» Stated exercise: Filter the records below, copying every line that contains the string "player".

» Material supplied:
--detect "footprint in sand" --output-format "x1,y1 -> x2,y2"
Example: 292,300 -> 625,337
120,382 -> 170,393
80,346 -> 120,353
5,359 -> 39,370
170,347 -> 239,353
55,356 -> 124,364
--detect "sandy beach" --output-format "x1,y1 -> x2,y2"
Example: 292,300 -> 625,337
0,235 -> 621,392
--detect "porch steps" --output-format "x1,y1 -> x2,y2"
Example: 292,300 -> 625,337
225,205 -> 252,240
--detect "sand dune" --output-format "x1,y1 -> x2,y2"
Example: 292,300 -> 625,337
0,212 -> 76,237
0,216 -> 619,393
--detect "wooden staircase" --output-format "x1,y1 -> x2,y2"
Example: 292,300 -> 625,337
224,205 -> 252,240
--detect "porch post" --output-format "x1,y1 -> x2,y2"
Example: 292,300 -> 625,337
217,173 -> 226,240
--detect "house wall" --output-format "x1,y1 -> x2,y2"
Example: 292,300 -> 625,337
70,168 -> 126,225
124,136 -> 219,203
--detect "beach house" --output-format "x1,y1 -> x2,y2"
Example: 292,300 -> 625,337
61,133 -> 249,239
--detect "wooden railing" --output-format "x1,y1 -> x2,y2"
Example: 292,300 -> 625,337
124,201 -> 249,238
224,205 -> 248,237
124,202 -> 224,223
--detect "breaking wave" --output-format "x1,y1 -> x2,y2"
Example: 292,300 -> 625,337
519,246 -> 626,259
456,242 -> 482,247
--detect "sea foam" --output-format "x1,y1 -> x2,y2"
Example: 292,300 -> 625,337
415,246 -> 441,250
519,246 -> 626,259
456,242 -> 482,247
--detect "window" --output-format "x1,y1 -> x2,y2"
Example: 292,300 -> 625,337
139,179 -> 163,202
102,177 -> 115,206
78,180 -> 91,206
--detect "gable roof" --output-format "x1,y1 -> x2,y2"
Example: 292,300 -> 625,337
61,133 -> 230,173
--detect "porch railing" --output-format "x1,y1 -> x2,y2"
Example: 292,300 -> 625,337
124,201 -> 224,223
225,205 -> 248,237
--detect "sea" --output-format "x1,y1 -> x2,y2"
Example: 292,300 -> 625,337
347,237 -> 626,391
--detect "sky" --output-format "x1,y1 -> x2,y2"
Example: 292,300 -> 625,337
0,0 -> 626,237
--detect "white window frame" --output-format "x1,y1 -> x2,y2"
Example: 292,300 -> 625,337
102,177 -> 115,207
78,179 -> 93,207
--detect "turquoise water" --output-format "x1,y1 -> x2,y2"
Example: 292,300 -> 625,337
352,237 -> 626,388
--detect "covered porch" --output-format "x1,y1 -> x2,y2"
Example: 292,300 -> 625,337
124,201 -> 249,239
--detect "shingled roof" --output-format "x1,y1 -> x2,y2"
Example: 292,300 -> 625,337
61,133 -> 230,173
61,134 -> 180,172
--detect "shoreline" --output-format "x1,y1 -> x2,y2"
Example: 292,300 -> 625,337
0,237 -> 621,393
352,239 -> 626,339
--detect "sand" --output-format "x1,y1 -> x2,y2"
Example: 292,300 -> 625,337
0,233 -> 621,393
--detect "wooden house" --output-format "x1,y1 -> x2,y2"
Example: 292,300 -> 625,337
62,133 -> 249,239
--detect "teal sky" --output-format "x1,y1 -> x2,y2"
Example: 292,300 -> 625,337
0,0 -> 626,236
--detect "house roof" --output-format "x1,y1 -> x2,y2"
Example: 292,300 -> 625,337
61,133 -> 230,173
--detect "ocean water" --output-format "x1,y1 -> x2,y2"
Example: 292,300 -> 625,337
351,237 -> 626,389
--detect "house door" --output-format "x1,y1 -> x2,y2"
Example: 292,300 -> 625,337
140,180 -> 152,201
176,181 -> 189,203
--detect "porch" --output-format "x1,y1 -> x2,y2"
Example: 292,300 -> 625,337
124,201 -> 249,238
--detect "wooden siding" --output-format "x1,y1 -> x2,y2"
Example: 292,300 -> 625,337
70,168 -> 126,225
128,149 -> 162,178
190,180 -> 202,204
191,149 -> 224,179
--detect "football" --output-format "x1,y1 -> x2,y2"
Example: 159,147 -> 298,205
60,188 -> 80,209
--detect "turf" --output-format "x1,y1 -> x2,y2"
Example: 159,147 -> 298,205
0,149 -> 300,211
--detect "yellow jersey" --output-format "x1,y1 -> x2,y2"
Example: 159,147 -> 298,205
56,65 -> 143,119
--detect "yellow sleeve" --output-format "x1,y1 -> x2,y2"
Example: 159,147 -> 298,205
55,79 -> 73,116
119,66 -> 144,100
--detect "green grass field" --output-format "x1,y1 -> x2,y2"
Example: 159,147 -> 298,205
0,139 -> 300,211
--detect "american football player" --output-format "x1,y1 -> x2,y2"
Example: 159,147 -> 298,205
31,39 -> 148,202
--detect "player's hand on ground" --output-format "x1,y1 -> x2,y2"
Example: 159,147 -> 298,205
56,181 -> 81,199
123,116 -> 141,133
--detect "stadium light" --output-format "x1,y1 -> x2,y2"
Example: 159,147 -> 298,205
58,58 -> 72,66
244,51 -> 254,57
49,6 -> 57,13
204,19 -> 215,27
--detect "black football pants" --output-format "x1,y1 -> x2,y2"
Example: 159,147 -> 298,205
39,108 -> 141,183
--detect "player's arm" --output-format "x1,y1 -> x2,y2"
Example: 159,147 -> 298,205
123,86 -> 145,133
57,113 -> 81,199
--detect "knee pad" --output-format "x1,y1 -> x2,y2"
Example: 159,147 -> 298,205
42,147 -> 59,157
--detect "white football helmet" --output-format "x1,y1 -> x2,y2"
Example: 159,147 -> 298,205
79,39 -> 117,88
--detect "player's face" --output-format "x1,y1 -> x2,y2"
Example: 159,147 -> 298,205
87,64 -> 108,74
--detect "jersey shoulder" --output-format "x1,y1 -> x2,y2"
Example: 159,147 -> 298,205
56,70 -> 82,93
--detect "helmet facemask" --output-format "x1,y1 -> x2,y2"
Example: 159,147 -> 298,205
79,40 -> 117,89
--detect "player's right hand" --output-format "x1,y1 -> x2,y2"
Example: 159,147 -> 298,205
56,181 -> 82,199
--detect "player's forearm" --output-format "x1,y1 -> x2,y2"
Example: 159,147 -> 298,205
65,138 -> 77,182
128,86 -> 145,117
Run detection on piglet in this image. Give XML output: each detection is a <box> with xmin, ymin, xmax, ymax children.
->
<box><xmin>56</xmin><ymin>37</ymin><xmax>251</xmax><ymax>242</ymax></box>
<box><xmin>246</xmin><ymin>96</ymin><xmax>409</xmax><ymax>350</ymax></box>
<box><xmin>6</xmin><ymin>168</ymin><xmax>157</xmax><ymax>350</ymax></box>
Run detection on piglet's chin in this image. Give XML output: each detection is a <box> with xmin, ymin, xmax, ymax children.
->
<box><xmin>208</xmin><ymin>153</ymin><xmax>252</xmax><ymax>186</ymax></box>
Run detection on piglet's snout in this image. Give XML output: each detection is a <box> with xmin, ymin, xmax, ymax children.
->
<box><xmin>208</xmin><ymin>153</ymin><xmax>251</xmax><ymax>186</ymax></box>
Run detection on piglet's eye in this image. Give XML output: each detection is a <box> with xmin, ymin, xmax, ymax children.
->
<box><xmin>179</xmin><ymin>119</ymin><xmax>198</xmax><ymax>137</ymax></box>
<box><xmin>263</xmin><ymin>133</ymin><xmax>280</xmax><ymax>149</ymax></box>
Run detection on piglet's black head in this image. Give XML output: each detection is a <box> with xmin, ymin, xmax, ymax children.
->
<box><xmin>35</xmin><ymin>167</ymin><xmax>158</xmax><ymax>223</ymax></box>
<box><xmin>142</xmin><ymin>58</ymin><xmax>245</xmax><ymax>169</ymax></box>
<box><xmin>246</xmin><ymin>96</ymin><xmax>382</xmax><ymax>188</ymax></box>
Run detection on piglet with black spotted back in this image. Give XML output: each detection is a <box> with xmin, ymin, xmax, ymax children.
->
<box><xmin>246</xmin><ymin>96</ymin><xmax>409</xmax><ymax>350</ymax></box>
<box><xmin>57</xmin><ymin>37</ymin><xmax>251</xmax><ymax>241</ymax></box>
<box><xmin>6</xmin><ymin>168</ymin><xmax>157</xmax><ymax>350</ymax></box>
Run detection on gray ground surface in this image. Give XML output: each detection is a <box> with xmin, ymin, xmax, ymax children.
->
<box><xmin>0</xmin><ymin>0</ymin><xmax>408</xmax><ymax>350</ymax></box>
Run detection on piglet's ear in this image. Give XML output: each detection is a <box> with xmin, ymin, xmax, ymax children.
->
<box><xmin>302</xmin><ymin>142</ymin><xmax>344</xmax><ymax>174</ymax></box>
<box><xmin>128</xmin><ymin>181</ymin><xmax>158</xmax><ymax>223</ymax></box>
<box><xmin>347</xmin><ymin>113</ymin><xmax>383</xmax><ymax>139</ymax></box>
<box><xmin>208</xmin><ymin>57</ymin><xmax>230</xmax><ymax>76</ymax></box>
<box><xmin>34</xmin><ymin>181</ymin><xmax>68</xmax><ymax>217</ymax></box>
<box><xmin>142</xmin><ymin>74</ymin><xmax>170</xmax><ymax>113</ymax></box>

...

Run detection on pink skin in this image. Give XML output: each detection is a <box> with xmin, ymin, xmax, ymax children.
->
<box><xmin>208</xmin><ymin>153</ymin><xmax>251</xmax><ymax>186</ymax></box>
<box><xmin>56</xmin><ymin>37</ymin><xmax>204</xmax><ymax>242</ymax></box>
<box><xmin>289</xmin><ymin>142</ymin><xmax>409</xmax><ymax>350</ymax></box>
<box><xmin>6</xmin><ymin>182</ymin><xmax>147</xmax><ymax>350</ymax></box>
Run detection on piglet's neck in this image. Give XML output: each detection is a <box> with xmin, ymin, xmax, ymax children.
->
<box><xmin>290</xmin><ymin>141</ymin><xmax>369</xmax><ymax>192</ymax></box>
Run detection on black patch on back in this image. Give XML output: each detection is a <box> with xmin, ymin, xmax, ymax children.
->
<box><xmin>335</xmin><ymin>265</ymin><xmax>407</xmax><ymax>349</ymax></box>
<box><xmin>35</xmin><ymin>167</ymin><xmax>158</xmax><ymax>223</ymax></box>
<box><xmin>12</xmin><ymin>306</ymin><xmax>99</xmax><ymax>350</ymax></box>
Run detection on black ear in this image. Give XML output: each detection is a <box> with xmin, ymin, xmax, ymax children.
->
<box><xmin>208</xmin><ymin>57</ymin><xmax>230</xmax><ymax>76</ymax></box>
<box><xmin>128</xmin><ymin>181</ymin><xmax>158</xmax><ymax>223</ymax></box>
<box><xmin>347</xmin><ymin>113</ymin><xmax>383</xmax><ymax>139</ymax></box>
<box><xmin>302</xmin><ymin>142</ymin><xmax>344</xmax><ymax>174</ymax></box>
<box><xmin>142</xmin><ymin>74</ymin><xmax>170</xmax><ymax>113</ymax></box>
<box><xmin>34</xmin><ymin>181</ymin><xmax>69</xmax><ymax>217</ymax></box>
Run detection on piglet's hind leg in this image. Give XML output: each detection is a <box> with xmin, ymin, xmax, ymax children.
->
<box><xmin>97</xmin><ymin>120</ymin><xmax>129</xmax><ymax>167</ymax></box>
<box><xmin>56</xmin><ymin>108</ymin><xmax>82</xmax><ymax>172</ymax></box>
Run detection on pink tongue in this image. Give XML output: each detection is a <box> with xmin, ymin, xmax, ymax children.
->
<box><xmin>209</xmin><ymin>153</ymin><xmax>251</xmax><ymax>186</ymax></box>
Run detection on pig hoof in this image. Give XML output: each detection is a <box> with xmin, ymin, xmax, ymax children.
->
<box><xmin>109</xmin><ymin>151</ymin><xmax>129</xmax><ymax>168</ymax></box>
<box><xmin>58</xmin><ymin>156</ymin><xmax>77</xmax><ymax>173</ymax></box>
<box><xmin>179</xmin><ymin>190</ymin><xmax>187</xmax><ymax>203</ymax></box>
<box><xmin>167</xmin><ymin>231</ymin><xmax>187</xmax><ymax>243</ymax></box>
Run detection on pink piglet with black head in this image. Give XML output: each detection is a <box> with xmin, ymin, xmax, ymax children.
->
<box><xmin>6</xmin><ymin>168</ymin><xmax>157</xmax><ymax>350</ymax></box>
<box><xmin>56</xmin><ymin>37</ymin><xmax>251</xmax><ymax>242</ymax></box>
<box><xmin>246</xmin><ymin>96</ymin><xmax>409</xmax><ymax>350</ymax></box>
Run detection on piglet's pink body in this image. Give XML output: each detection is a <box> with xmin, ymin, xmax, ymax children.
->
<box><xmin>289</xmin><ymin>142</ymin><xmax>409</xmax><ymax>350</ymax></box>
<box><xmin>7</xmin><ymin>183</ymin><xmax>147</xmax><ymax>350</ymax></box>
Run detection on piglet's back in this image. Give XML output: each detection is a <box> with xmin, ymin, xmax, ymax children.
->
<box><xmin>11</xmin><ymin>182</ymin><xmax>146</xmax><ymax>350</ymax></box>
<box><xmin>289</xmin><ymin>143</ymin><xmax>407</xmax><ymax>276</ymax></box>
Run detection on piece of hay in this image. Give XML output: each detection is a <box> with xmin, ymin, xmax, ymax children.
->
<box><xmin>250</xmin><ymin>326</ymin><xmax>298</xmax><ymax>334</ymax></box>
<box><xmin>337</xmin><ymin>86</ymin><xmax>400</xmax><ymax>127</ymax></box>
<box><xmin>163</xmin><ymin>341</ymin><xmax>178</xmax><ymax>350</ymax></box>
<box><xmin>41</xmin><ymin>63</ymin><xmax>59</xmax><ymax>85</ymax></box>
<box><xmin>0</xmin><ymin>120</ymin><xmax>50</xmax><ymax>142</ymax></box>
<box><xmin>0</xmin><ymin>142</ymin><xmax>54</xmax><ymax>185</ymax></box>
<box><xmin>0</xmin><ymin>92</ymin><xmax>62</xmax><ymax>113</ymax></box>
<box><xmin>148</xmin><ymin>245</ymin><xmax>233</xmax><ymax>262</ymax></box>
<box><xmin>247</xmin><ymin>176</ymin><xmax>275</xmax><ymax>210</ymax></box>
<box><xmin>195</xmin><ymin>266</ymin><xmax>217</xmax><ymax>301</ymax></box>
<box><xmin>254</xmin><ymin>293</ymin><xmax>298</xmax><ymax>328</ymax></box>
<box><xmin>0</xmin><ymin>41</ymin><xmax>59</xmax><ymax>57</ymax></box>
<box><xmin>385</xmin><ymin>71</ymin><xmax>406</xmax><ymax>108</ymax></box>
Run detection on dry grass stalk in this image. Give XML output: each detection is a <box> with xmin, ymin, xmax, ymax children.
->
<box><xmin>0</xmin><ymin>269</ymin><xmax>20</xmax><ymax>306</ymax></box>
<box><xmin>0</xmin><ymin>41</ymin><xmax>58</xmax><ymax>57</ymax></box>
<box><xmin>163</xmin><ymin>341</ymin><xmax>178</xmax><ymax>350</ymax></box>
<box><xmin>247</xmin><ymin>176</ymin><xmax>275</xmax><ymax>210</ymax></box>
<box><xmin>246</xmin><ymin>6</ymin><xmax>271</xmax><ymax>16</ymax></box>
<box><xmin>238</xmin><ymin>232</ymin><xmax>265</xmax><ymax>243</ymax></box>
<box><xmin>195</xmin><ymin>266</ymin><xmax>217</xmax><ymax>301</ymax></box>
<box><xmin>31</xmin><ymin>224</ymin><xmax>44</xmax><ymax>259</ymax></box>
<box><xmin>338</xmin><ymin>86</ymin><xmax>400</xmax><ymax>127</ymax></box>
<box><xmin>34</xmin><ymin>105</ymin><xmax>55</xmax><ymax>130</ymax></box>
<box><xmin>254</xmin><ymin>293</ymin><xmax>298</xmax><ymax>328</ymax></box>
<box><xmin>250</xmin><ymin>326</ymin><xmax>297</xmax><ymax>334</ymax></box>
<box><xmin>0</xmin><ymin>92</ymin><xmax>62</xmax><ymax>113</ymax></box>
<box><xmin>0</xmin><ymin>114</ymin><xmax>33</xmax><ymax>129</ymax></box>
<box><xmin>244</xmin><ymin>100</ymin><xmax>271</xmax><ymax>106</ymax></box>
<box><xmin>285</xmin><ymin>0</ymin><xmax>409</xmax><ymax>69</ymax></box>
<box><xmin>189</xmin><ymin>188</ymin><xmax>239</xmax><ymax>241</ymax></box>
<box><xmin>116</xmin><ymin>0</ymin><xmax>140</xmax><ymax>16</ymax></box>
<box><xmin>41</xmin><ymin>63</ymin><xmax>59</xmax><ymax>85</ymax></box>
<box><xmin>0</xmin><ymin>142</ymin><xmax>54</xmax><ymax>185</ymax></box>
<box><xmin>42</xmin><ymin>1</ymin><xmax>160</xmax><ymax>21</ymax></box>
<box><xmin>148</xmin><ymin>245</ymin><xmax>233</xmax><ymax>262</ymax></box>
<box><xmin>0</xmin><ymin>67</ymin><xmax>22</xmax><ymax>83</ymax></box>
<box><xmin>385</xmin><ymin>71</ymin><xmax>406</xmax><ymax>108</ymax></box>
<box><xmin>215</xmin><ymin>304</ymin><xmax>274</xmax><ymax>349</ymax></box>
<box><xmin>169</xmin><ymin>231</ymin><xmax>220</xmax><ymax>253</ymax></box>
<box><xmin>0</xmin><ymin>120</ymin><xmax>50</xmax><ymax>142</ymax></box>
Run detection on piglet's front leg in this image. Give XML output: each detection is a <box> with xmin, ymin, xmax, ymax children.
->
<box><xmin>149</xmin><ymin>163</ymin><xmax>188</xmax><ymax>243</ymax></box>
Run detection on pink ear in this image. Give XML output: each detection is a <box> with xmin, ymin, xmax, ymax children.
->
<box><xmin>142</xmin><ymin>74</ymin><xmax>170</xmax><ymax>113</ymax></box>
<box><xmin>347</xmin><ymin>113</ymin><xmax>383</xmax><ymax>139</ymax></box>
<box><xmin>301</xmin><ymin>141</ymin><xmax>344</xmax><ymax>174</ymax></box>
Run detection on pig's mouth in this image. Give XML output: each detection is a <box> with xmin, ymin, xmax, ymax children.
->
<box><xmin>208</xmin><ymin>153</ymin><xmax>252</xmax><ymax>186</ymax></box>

» Answer for the task:
--detect "american football player" --output-format "x1,y1 -> x2,y2"
--detect "player's hand on ground" --output-format "x1,y1 -> x2,y2"
--detect "player's arm" --output-format "x1,y1 -> x2,y2"
--detect "player's face" --output-format "x1,y1 -> x2,y2"
--detect "player's right hand" --output-format "x1,y1 -> x2,y2"
--detect "player's forearm" --output-format "x1,y1 -> x2,y2"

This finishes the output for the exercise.